# Records for the task
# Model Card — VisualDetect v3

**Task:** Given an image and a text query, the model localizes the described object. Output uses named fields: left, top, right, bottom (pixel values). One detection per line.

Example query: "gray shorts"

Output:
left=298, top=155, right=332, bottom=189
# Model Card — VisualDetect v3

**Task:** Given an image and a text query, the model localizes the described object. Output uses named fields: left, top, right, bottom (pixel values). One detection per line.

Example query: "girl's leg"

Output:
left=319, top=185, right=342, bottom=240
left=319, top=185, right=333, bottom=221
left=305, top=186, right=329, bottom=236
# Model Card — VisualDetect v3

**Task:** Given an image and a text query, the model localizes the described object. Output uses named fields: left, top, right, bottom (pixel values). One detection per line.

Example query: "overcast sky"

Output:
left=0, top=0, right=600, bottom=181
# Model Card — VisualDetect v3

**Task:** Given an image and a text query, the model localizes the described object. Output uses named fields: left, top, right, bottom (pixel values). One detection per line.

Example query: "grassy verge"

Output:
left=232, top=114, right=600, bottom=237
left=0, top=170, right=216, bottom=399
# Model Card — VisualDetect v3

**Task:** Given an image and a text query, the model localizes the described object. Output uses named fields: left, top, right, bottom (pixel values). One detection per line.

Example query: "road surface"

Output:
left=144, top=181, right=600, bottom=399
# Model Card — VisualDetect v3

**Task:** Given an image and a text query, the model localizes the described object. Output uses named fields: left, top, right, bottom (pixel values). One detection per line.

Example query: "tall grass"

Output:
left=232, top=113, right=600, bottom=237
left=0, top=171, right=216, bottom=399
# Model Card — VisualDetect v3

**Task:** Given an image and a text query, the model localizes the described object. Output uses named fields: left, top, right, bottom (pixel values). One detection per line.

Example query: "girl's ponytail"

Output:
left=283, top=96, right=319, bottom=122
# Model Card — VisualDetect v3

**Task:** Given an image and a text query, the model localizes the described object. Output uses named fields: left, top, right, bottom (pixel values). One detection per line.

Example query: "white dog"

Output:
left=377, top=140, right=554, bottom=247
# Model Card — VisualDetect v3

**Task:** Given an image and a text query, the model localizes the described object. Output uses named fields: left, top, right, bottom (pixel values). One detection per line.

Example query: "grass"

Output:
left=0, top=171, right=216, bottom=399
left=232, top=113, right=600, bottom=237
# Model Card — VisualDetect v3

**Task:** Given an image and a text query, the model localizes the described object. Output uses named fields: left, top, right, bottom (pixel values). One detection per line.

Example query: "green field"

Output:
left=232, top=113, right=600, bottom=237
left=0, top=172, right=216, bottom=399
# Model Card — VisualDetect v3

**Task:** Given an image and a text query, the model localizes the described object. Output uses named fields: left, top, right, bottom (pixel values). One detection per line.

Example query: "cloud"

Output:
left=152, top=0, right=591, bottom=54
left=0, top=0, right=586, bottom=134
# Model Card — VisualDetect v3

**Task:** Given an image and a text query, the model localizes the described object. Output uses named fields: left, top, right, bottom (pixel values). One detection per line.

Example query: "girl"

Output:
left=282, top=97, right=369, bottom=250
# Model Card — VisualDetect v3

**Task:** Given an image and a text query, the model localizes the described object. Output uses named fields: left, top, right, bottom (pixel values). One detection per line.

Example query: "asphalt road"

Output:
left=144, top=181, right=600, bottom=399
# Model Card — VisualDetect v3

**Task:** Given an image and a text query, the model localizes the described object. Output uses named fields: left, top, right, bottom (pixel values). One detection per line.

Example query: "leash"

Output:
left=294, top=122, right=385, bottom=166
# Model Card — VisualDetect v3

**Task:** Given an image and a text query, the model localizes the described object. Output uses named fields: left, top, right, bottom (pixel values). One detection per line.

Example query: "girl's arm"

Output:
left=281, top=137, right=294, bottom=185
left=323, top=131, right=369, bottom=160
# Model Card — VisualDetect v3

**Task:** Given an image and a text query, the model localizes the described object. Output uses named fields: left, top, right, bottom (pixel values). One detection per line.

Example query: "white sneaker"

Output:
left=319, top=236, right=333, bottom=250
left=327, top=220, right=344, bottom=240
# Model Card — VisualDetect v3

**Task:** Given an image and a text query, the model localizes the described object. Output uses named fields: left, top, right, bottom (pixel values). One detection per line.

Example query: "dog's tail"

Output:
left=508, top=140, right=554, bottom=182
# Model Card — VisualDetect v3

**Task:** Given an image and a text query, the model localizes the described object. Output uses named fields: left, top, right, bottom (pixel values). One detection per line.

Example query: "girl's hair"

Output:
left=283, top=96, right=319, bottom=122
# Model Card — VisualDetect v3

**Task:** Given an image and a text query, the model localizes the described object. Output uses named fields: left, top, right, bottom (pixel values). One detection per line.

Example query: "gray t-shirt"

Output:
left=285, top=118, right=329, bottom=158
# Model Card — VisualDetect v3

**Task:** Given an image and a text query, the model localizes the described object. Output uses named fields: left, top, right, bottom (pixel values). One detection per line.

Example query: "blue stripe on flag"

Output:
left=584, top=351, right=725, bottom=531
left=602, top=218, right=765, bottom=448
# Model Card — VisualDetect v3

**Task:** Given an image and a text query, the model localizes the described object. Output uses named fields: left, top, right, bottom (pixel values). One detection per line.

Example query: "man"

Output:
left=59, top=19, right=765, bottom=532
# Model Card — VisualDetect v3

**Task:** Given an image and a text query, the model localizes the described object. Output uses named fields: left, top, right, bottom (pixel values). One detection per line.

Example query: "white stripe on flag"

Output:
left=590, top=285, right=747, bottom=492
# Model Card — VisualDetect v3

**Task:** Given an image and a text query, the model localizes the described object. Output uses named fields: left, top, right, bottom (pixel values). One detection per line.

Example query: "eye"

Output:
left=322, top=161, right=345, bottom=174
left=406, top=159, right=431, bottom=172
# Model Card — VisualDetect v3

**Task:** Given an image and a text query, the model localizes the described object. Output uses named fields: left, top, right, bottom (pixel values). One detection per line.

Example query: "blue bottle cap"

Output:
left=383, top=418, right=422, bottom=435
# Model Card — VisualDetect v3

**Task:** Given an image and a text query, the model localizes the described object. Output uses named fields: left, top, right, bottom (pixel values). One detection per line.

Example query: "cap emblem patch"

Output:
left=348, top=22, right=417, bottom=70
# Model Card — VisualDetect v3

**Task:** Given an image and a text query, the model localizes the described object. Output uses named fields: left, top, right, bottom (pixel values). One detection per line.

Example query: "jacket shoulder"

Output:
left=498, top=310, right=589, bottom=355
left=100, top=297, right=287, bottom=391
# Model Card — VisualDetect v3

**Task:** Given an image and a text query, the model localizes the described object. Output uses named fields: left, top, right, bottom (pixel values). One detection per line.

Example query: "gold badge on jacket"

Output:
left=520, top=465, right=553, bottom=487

# Required work
Present the stretch from the start of the entries above through the line containing "left=298, top=155, right=332, bottom=189" as a Markdown table with the columns Row and Line. Number each line and leave out the blank ones.

# Exercise result
| Row | Line |
|---|---|
| 1 | # Model Card — VisualDetect v3 |
| 2 | **Task:** Given an image and a text query, the model localizes the described object. Output uses named fields: left, top, right, bottom (pixel values). One detection per line. |
| 3 | Example query: "gray shorts" |
| 4 | Output: |
| 5 | left=298, top=155, right=332, bottom=189 |